Written instruction:
Reproduce the rows below word for word, leaving out the pictures.

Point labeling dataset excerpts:
-=-=-=-=-
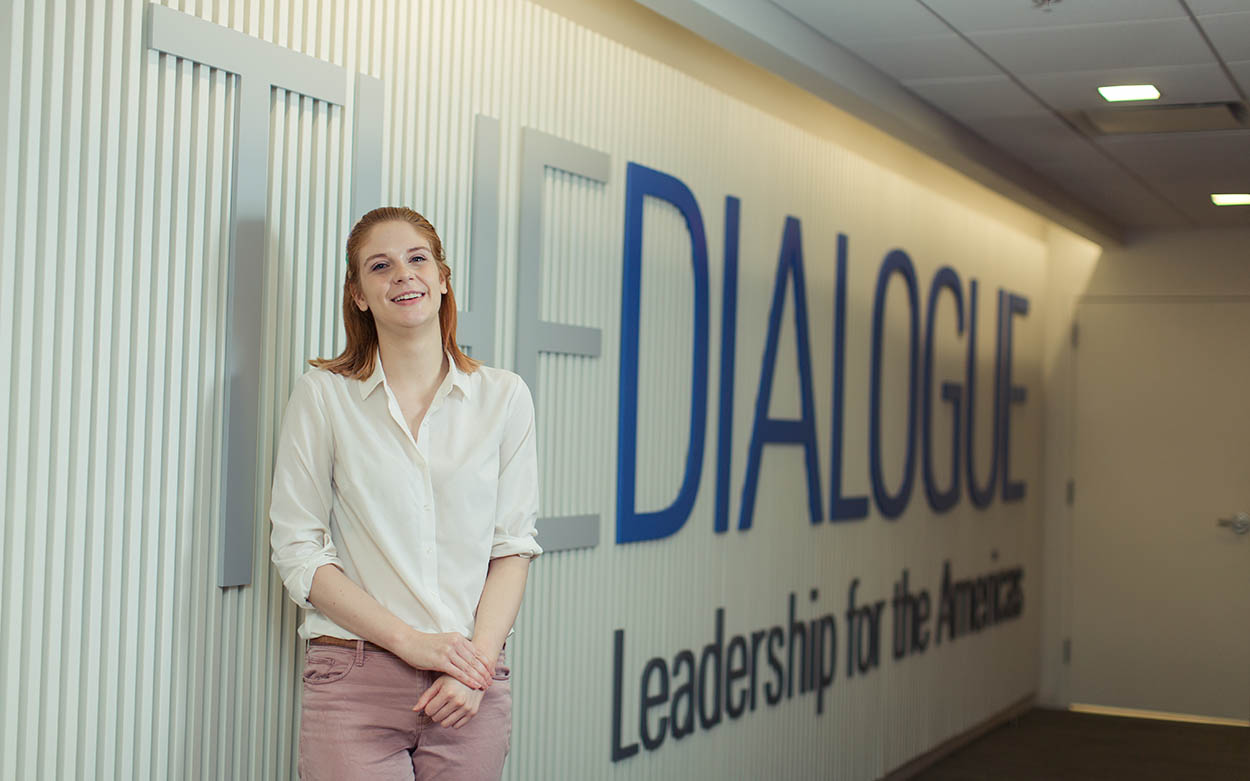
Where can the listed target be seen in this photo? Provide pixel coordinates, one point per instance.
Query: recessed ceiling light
(1129, 91)
(1230, 199)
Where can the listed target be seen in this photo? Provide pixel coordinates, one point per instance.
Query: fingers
(465, 664)
(448, 705)
(461, 670)
(429, 694)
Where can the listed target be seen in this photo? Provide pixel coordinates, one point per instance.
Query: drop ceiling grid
(1009, 73)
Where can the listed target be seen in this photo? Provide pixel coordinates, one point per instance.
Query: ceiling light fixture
(1230, 199)
(1129, 91)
-=-=-=-=-
Right answer:
Where can the listed target be seen in this photo? Provide pixel coordinates, one point per instance.
Query: recessed ceiling light
(1129, 91)
(1230, 199)
Where can the listed target be seen in this photo? Provide pixel coordinates, one point per instance.
Query: fingers
(465, 664)
(448, 705)
(461, 670)
(429, 694)
Where can the listed target be seen in this photo? Provide pixel coordinates, one point per instance.
Query: drop ceiling grid
(1009, 73)
Where can the listed target be seen in this photo? Provide pixel coordinates, one point per instance.
Query: ceiling light fixture
(1230, 199)
(1129, 91)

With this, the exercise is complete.